What you should do:
Please return the part of the Gimmee Jimmy's Cookies article from "In 2009, Gimmee" to "stores were shuttered.", copied word for word.

Text under study:

Gimmee Jimmy's Cookies
- Company type: Private
- Founded: West Orange, New Jersey (1983)
- Founder: Jimmy Libman
- Headquarters: Hawthorne, New Jersey, U.S.
- Number of employees: 20
- Website: http://www.gjcookies.com

= Gimmee Jimmy's Cookies =

American cookie bakery

Gimmee Jimmy's Cookies was founded in 1983 in West Orange, New Jersey, United States, by Jimmy Libman. Born deaf, Libman overcame his "disability" to run the cookie company by himself for more than 20 years. To supplement his work, Libman hired other deaf workers, offering them a place to hone their skills, and showing everyone that being deaf is not a limitation on success.

==History==
Under Libman, Gimmee Jimmy's Cookies focused primarily on Christmas-season gift tins, serving individual and corporate customers. All production was accomplished in a small facility on South Valley Road in West Orange. Libman eventually sold the company to a group interested in expanding the Gimmee Jimmy's Cookies brand from gift tins to a full retail-store experience. This group then opened two retail stores, known as Gimmee Jimmy's Cookie Bars, in Montclair, New Jersey and Livingston, New Jersey, respectively. The Cookie Bars married Gimmee Jimmy's Cookies with coffee and desserts, including cupcakes and muffins. The economic downturn of 2008 forced the group which had purchased the company from Libman to go out of business.

In 2009, Gimmee Jimmy's Cookies was revived when it was purchased by a group based in Sarasota, Florida, which intends to grow Gimmee Jimmy's Cookies into a nationally recognized brand. The following steps have been and are being taken to improve the business:
- The original recipes first used by Mr. Libman in 1983 are being revived for use today.
- The under-performing retail stores were shuttered.

Dataset section:
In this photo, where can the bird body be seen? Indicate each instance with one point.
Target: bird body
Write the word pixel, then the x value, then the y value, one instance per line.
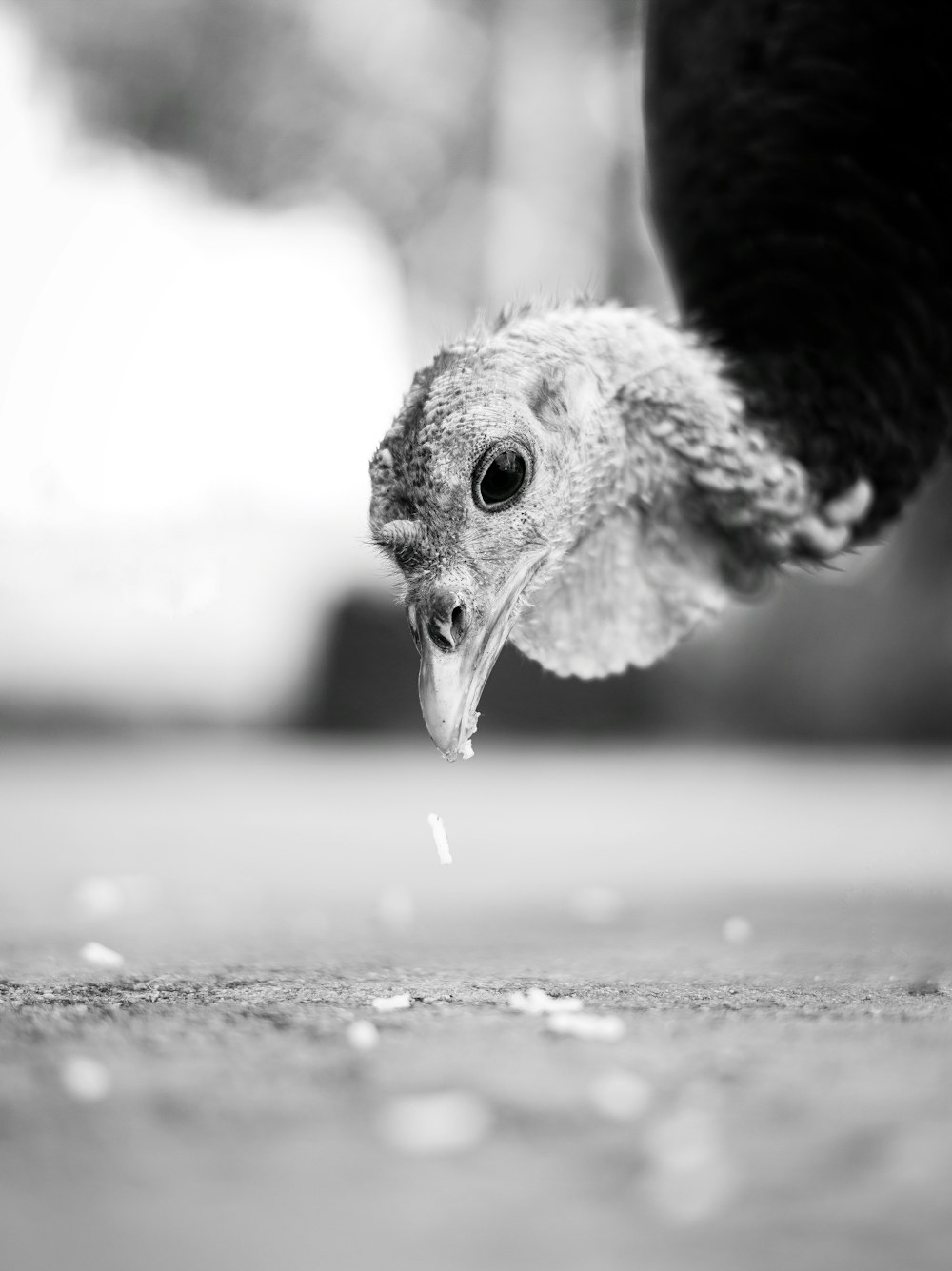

Answer for the task:
In 2009, Gimmee Jimmy's Cookies was revived when it was purchased by a group based in Sarasota, Florida, which intends to grow Gimmee Jimmy's Cookies into a nationally recognized brand. The following steps have been and are being taken to improve the business:
- The original recipes first used by Mr. Libman in 1983 are being revived for use today.
- The under-performing retail stores were shuttered.